• Task input:
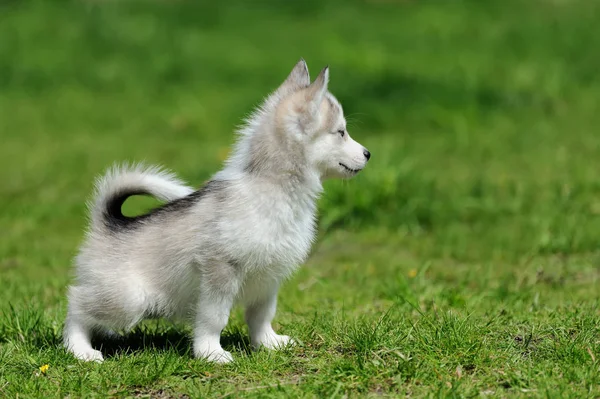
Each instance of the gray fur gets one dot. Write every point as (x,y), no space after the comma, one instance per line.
(233,241)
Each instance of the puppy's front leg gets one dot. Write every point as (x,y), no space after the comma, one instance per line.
(214,306)
(259,316)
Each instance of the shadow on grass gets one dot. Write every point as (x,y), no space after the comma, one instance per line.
(141,339)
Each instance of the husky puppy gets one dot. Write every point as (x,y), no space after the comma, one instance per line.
(234,240)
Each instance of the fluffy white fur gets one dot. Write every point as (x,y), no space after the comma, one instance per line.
(233,241)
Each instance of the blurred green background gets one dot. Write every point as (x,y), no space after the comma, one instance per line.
(482,118)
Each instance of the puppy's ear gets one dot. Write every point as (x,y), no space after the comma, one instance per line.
(316,91)
(297,79)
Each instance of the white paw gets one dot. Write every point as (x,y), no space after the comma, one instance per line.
(274,341)
(89,355)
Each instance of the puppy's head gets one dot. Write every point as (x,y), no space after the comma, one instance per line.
(311,117)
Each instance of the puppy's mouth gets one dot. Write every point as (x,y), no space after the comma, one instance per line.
(350,170)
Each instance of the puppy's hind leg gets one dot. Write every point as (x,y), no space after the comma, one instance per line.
(259,315)
(79,326)
(77,337)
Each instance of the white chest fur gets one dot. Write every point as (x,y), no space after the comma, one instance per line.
(268,227)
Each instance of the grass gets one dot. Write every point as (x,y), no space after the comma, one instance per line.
(463,262)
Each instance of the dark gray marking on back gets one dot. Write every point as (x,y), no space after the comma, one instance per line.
(116,221)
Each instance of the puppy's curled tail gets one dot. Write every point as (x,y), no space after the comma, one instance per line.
(122,181)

• Request: Update the data by changing every "one instance per line" to "one point per line", and keep everything else the same. Leave out the pictures.

• Task solution:
Each instance of the gray fur gets one dot. Write every point as (x,y), no space after the comma, one point per line.
(233,241)
Each instance of the puppy's front leg gets one dot. Write every point as (x,y), no space after the comma, one point per line.
(214,306)
(259,316)
Each instance of the shadow on grass gets one dot. Write every point as (x,y), no space after the comma, one point per line.
(141,339)
Each instance of the husky puppy gets one dot. Write every point as (x,y), no space after the comma, one point per line.
(234,240)
Each instance of the fluffy white fur gets one dot. Write every point as (x,y), no space after the comma, one point per line.
(233,241)
Each instance of the blurred green background gets one dot. Write every point as (x,y), no space after the comma, one point per line.
(482,118)
Each instance of the puppy's ear gets one dot. Write every point as (x,y), no space after the comma, one point per line.
(316,91)
(297,79)
Each instance of the white paw gets one dot. Write every point as (x,y), no space after the comma, one point per line.
(274,341)
(89,355)
Each instance of the puppy's head gets one dot. Write every point as (x,y), no space after the comma, one point per line.
(311,117)
Each instance of the puppy's mouth gets one dot. Write every point as (x,y), no space after the comma, one point per line.
(350,170)
Each instance of the puppy's hind leg gets one dot. Write every point as (x,y), no space after the comma, one point per line.
(259,315)
(79,326)
(77,337)
Each instance of the white chest fur gets one dot. Write every point as (x,y), no space after the comma, one point per line.
(268,227)
Each instance of the grass gets one dot. Write every point as (x,y), no space after the comma, one point per line.
(463,262)
Each instance of the dark gray marking on back gets one dot. Write every point as (x,y), no space after the comma, one point per line.
(116,221)
Each instance of the puppy's curled tail gets one dot. Write every point as (x,y), no space after the comma, one point per line.
(122,181)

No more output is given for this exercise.